* **抜粋本文**:
-----
地球温暖化曲線の系譜(4)カレンダーの発見

気候は一定の状態のまわりで揺らいでいる、という専門家の認識があるなかで、一人の英国の技術者(英国電気産業連盟研究協会、蒸気機関技師)、Guy S. Callendar、の興味を刺激したのは温暖化の影響を報じる新聞や雑誌の記事だった。地球が暖まっている実態を解明する面白さが、素人の彼を熱心な気候の研究者へと駆り立てた。当時、観測データには質的な検査に十分注意が払われていなかったため、グラフを描いたとしても、観測値が不規則に変動する結果をみて恐らくその先をあきらめたことだろう。

カレンダーは綿密な解析に取り組んだ。多数の気象観測所のデータを収集して質の良いデータを抜き出し、現在のようにコンピューターは使用せず紙と鉛筆で計算するという作業に膨大な時間を費やした。これらの作業は、熱機関技術者としての業務とは別にプライベートな時間に行われた。彼の膨大な記録ノートのコレクションがEast Anglia大学に保管されている。

解析結果は、論文にまとめられて1938年に発表された。論文のタイトルは「二酸化炭素の人為的な発生とそれが気温に及ぼす影響」であり、アレニウス以来の温室効果の理論を、進行中の気温上昇に結びつけて議論したものである。初めて公表された地球の平均気温の時系列を図1に示す。私たちが現在目にする時系列変動の曲線と比較すると、フリーハンドで描いた頼りない曲線に見える。しかし、この曲線が当時の人々、特に気候学者達に与える衝撃は大きかった。彼は、結論の一つとして、地球の平均気温が1890年から1935年にかけて疑いなく上昇したと述べた。この上昇温度は0.5℃に近い値だった。

図は論文の後半部分に挿入されていて、人間活動から排出された二酸化炭素の影響を実証するために使われている。この意味で、論文は優れた先見性を持っていた。論文の反響は、彼自身に、さらにもっと大胆な考えで研究を進めるべき確信を抱かせた。
-----
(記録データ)

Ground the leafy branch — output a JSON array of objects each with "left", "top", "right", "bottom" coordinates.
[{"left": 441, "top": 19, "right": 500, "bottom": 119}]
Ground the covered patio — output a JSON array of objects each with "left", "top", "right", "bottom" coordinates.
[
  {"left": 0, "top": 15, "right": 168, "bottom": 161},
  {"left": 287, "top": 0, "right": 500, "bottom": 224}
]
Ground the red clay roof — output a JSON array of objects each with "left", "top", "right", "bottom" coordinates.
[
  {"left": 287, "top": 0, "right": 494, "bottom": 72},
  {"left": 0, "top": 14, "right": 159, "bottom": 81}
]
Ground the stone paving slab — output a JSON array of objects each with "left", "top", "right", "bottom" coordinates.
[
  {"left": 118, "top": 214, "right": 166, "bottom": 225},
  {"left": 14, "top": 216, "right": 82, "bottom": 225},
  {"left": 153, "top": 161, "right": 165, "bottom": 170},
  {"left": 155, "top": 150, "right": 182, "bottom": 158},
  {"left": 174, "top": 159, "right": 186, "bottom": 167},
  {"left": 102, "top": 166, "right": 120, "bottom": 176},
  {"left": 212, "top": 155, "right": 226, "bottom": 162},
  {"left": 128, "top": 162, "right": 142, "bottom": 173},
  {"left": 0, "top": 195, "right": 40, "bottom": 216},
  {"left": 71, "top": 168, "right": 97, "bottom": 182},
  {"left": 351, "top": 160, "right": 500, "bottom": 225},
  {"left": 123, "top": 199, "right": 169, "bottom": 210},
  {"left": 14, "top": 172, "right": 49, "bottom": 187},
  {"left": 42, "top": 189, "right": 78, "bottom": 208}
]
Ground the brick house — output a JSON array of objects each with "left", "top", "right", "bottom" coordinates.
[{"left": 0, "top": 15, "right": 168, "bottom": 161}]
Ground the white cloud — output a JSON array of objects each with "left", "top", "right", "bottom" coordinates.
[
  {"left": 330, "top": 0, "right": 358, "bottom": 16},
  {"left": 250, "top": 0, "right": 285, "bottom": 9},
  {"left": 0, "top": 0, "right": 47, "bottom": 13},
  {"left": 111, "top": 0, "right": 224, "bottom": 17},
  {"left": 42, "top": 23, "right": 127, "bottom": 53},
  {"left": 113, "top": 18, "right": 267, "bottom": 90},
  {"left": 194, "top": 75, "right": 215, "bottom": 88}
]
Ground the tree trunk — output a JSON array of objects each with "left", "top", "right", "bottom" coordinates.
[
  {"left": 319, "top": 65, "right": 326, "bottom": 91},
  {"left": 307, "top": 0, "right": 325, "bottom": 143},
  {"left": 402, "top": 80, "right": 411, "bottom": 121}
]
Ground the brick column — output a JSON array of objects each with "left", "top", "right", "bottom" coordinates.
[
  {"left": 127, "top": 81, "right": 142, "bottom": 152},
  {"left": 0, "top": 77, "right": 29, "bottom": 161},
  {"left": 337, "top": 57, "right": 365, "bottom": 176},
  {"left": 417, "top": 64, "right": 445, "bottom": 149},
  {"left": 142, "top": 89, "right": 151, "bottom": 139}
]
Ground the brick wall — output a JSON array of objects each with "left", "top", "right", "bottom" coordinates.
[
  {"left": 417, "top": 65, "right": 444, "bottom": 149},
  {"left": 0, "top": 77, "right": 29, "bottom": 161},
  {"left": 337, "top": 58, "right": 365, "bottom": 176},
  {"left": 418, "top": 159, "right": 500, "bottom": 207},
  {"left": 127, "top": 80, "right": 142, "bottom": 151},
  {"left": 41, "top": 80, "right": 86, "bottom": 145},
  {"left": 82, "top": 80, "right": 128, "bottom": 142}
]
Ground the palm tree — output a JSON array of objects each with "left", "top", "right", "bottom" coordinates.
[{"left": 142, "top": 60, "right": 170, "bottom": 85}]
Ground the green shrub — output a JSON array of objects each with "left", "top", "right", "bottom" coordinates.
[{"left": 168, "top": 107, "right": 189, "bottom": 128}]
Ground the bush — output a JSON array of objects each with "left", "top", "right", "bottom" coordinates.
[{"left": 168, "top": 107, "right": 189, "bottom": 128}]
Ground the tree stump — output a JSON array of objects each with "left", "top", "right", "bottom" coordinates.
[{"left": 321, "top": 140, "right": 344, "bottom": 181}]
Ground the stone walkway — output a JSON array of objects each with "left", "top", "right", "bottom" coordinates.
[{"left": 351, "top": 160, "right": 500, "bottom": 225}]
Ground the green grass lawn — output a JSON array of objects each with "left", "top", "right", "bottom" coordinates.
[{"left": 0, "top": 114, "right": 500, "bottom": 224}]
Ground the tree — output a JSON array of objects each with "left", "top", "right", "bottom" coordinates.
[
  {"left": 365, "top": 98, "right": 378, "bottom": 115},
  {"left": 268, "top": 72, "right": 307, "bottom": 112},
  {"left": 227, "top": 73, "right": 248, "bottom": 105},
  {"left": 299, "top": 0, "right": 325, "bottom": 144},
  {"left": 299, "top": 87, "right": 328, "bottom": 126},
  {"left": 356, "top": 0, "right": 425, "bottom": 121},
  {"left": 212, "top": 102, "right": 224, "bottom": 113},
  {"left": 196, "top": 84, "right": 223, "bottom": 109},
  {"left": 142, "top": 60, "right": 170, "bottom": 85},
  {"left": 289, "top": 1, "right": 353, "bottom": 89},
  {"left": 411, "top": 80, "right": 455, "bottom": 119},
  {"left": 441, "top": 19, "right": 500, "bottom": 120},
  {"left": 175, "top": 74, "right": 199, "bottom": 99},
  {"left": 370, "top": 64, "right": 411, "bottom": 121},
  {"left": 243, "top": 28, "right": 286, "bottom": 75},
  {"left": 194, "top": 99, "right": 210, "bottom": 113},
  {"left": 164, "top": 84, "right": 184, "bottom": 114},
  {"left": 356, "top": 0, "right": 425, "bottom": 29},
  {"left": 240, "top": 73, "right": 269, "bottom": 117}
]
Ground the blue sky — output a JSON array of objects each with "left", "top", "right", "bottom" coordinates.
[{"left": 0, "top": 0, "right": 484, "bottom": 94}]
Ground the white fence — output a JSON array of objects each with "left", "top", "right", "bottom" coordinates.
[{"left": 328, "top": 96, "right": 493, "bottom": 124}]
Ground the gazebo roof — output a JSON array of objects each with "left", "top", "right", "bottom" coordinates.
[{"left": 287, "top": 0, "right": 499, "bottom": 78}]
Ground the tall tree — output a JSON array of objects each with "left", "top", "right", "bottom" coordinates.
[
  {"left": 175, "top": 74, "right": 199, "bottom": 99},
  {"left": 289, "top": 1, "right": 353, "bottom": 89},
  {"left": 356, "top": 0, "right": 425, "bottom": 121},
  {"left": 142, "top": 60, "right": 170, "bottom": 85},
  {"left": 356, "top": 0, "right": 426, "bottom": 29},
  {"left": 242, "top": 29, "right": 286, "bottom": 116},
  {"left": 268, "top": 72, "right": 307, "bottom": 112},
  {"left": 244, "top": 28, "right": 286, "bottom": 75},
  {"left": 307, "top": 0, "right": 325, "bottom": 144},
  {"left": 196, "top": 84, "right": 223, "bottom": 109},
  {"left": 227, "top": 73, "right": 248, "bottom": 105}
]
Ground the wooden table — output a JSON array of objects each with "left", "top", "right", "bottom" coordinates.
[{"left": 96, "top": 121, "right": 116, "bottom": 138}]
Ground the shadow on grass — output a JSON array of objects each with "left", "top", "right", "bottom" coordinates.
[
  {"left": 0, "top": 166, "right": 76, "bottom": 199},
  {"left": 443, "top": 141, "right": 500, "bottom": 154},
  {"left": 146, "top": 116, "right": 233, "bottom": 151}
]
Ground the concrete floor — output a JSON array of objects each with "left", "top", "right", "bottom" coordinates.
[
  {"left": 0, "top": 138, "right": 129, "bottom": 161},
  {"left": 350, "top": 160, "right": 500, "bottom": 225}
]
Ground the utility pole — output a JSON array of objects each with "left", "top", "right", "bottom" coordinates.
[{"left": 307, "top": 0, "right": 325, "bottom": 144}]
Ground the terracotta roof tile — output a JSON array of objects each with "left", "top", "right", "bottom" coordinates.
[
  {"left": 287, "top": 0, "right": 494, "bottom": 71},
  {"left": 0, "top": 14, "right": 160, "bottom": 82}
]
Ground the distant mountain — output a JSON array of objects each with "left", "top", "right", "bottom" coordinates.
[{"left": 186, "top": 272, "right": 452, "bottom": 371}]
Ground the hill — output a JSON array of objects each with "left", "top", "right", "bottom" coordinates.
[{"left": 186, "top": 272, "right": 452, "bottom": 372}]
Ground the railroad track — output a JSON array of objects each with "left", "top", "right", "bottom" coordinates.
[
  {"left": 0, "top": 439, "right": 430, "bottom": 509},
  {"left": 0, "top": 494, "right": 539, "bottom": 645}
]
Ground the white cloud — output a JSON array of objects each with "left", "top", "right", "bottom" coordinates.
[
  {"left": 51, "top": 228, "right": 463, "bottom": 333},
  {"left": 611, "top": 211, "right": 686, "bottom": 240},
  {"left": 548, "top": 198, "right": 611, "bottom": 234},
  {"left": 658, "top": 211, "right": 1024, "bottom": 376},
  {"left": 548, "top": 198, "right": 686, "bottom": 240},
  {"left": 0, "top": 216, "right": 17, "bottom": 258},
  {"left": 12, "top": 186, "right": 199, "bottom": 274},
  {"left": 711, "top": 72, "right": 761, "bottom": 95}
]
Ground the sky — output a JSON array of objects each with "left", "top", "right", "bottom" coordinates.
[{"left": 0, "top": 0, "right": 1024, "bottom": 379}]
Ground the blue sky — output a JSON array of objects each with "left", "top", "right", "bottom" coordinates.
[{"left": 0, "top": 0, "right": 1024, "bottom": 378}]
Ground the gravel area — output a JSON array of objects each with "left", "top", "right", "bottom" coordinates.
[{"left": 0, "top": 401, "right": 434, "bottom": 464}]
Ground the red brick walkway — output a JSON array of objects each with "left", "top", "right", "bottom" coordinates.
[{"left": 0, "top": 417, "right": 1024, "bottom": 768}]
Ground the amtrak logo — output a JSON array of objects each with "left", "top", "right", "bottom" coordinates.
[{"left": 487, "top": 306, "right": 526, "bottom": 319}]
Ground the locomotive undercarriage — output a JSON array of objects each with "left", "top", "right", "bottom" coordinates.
-----
* **記述課題 1**:
地球温暖化曲線の系譜を扱った本文のうち、「地球温暖化曲線の系譜(4)カレンダーの発見」で始まり「度は0.5℃に近い値だった。」まで続く部分を、「カレンダー」を「キャレンダー」に替えて書き直してもらえますか?
* **記述課題 2**:
カレンダーの気温研究を扱った本文を、最後の文の後から書き継いでもらえますか?

* **結果 1**:
地球温暖化曲線の系譜(4)キャレンダーの発見

気候は一定の状態のまわりで揺らいでいる、という専門家の認識があるなかで、一人の英国の技術者(英国電気産業連盟研究協会、蒸気機関技師)、Guy S. Callendar、の興味を刺激したのは温暖化の影響を報じる新聞や雑誌の記事だった。地球が暖まっている実態を解明する面白さが、素人の彼を熱心な気候の研究者へと駆り立てた。当時、観測データには質的な検査に十分注意が払われていなかったため、グラフを描いたとしても、観測値が不規則に変動する結果をみて恐らくその先をあきらめたことだろう。

キャレンダーは綿密な解析に取り組んだ。多数の気象観測所のデータを収集して質の良いデータを抜き出し、現在のようにコンピューターは使用せず紙と鉛筆で計算するという作業に膨大な時間を費やした。これらの作業は、熱機関技術者としての業務とは別にプライベートな時間に行われた。彼の膨大な記録ノートのコレクションがEast Anglia大学に保管されている。

解析結果は、論文にまとめられて1938年に発表された。論文のタイトルは「二酸化炭素の人為的な発生とそれが気温に及ぼす影響」であり、アレニウス以来の温室効果の理論を、進行中の気温上昇に結びつけて議論したものである。初めて公表された地球の平均気温の時系列を図1に示す。私たちが現在目にする時系列変動の曲線と比較すると、フリーハンドで描いた頼りない曲線に見える。しかし、この曲線が当時の人々、特に気候学者達に与える衝撃は大きかった。彼は、結論の一つとして、地球の平均気温が1890年から1935年にかけて疑いなく上昇したと述べた。この上昇温度は0.5℃に近い値だった。

* **結果 2**:
カレンダーは、後日、観測地点の数を増やし、全球平均だけでなく帯状平均値や季節ごとの平均値を発表した(Callendar, 1961)。彼の時代には、まだ海洋上の観測データを使用していない。現在広く認められているデータベース(CRUTEM4)の中からカレンダーが解析の対照とした緯度帯の陸上のデータを抽出して作成した曲線と、カレンダーが作成した曲線との比較結果を図2に示す。1961年の曲線とCRUTEM4を使った結果者の相関係数は0.92と非常に高かった。

論文が世に出た1938年ころはどのような世相だったろう。まず1914~1918年の第1次世界大戦と1939~1945年の第2次世界大戦に挟まれている。1940年にはドイツ軍がポーランドへ侵攻し、イギリスを含む連合国はダンケルクの戦いで撤退を余儀なくされた。ロンドンは頻繁にドイツ軍の爆撃を受けたが、霧の発生とドイツ軍の爆撃との関係があった。カレンダーはこの頃、軍事に関わる霧の発生・消散の研究に従事した。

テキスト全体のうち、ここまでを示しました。